■ Task goal ■
Reproduce the entries verbatim from the line containing "Where can you spot the drinking" through the end of the entries, both ends included. Omit the pictures from your answer.
====== The records ======
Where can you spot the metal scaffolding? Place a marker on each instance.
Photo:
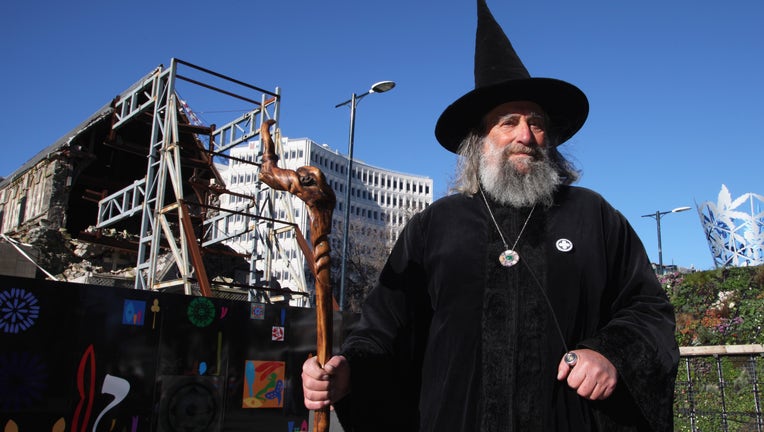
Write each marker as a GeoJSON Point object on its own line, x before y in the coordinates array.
{"type": "Point", "coordinates": [177, 204]}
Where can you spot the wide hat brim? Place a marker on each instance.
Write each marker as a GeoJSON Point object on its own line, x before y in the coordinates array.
{"type": "Point", "coordinates": [565, 104]}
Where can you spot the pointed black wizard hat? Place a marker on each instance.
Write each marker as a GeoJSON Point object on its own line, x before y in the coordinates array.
{"type": "Point", "coordinates": [501, 77]}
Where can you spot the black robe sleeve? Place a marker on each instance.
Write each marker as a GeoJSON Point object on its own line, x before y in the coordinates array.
{"type": "Point", "coordinates": [638, 335]}
{"type": "Point", "coordinates": [385, 350]}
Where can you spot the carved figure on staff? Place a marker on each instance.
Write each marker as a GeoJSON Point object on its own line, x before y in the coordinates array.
{"type": "Point", "coordinates": [309, 185]}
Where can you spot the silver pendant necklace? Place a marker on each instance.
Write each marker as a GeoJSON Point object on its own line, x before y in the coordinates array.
{"type": "Point", "coordinates": [510, 256]}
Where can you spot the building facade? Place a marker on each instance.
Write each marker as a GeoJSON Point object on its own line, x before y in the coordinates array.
{"type": "Point", "coordinates": [381, 203]}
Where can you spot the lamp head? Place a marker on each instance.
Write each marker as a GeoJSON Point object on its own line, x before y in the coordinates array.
{"type": "Point", "coordinates": [382, 86]}
{"type": "Point", "coordinates": [678, 209]}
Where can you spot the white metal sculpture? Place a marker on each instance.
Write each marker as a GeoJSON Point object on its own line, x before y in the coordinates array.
{"type": "Point", "coordinates": [734, 229]}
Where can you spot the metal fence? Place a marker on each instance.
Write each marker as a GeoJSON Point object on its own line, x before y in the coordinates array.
{"type": "Point", "coordinates": [717, 389]}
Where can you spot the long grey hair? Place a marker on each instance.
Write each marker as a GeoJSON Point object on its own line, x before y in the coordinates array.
{"type": "Point", "coordinates": [467, 178]}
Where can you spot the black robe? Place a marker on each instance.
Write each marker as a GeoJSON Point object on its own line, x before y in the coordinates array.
{"type": "Point", "coordinates": [450, 340]}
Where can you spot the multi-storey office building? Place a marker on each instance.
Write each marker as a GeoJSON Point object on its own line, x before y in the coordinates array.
{"type": "Point", "coordinates": [381, 202]}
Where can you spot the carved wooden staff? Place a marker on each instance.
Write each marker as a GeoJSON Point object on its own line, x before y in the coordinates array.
{"type": "Point", "coordinates": [309, 184]}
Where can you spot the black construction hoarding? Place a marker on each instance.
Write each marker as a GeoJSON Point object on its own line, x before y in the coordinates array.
{"type": "Point", "coordinates": [77, 357]}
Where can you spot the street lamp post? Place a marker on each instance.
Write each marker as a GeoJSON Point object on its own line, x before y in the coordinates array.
{"type": "Point", "coordinates": [379, 87]}
{"type": "Point", "coordinates": [657, 216]}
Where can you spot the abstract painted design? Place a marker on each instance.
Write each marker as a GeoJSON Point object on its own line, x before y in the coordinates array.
{"type": "Point", "coordinates": [734, 229]}
{"type": "Point", "coordinates": [201, 312]}
{"type": "Point", "coordinates": [134, 312]}
{"type": "Point", "coordinates": [263, 384]}
{"type": "Point", "coordinates": [18, 310]}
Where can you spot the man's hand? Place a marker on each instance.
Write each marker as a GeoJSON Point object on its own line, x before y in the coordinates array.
{"type": "Point", "coordinates": [324, 386]}
{"type": "Point", "coordinates": [593, 377]}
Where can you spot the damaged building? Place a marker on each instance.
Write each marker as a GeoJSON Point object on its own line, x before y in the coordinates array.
{"type": "Point", "coordinates": [130, 197]}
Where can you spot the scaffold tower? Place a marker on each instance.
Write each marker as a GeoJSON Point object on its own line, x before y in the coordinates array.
{"type": "Point", "coordinates": [177, 198]}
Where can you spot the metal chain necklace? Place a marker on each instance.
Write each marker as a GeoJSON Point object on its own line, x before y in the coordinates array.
{"type": "Point", "coordinates": [510, 256]}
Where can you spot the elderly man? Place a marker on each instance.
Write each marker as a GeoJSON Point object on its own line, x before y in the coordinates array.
{"type": "Point", "coordinates": [521, 303]}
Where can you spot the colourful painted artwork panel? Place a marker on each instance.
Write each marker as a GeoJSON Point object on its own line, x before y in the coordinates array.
{"type": "Point", "coordinates": [134, 312]}
{"type": "Point", "coordinates": [263, 384]}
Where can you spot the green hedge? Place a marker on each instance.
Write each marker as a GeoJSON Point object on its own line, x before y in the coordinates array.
{"type": "Point", "coordinates": [717, 307]}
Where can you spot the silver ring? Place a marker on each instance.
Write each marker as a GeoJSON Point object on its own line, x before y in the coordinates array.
{"type": "Point", "coordinates": [570, 358]}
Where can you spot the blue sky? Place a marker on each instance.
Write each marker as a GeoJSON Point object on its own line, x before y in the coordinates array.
{"type": "Point", "coordinates": [676, 87]}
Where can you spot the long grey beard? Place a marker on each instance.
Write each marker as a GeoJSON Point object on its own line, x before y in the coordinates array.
{"type": "Point", "coordinates": [509, 187]}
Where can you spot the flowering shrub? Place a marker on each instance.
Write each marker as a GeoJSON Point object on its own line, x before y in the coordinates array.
{"type": "Point", "coordinates": [718, 307]}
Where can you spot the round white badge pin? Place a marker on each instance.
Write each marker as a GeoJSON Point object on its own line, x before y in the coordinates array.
{"type": "Point", "coordinates": [564, 245]}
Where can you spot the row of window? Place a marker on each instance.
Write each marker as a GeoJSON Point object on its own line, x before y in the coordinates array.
{"type": "Point", "coordinates": [371, 177]}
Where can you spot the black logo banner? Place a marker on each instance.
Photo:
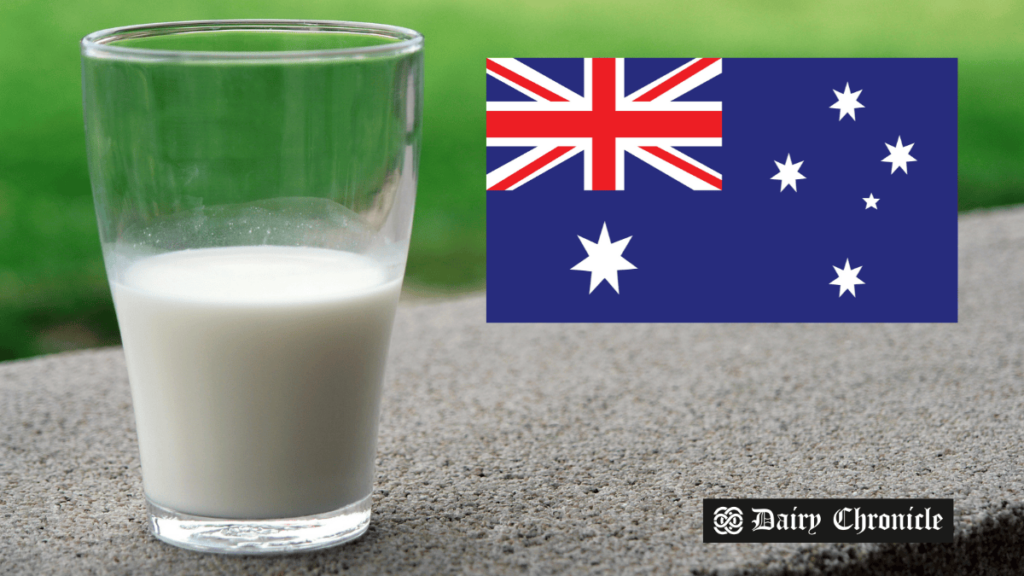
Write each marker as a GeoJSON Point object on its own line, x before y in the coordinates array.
{"type": "Point", "coordinates": [837, 520]}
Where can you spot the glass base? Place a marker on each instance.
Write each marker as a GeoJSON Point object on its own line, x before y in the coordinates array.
{"type": "Point", "coordinates": [259, 536]}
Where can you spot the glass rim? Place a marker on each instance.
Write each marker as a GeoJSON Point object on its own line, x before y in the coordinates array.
{"type": "Point", "coordinates": [97, 44]}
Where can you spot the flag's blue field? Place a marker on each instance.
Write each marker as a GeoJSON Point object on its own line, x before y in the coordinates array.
{"type": "Point", "coordinates": [751, 252]}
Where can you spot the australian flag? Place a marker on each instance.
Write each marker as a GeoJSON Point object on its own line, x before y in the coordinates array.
{"type": "Point", "coordinates": [711, 190]}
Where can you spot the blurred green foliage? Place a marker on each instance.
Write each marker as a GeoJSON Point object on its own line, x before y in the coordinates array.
{"type": "Point", "coordinates": [53, 293]}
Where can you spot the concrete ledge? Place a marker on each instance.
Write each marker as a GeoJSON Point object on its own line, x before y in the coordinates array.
{"type": "Point", "coordinates": [588, 448]}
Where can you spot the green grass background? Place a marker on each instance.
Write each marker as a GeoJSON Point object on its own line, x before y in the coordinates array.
{"type": "Point", "coordinates": [53, 293]}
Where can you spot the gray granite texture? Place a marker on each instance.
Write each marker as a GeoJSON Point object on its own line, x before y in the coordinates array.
{"type": "Point", "coordinates": [587, 449]}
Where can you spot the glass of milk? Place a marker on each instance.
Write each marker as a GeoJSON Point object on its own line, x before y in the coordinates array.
{"type": "Point", "coordinates": [254, 183]}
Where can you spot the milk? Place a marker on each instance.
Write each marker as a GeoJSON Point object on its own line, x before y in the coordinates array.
{"type": "Point", "coordinates": [255, 375]}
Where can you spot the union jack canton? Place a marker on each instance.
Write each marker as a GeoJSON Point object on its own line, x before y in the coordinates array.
{"type": "Point", "coordinates": [603, 123]}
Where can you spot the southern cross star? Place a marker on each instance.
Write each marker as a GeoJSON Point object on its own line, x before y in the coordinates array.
{"type": "Point", "coordinates": [788, 173]}
{"type": "Point", "coordinates": [899, 155]}
{"type": "Point", "coordinates": [847, 279]}
{"type": "Point", "coordinates": [847, 103]}
{"type": "Point", "coordinates": [604, 259]}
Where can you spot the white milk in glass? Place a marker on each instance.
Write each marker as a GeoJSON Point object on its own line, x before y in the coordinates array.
{"type": "Point", "coordinates": [255, 375]}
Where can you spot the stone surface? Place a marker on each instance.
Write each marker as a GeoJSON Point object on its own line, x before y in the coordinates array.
{"type": "Point", "coordinates": [542, 449]}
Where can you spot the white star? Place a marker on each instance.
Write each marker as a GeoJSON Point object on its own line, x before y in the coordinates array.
{"type": "Point", "coordinates": [847, 103]}
{"type": "Point", "coordinates": [788, 173]}
{"type": "Point", "coordinates": [847, 279]}
{"type": "Point", "coordinates": [604, 259]}
{"type": "Point", "coordinates": [899, 155]}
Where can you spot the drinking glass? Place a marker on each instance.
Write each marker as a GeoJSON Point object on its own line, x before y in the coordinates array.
{"type": "Point", "coordinates": [254, 183]}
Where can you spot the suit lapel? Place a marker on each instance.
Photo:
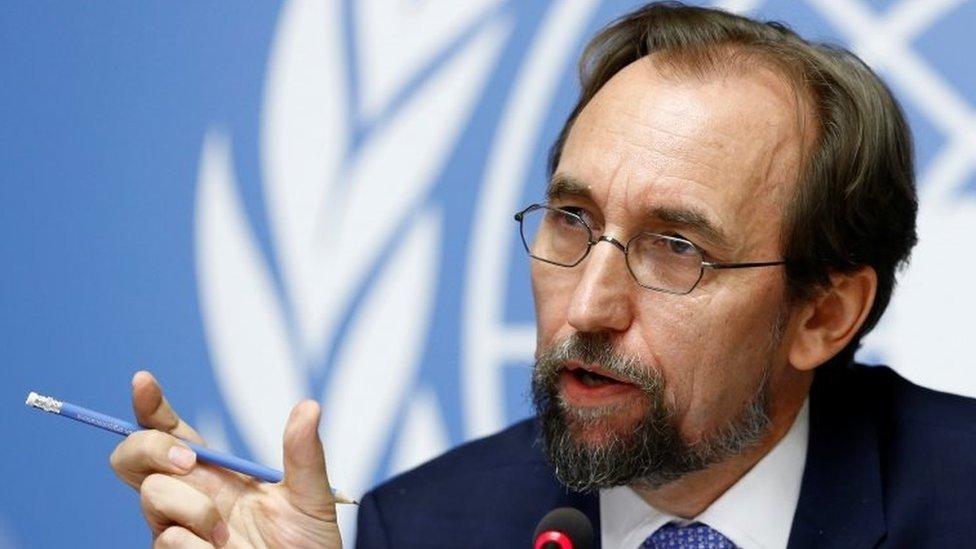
======
■ Task response ■
Where can you spot the drinking glass? Place a marker on each instance.
Write each marker as a GeoJSON Point object on its own line, x before y in the coordinates array.
{"type": "Point", "coordinates": [254, 183]}
Where can you spot the suit lapel? Place a marker on each instance.
Photo:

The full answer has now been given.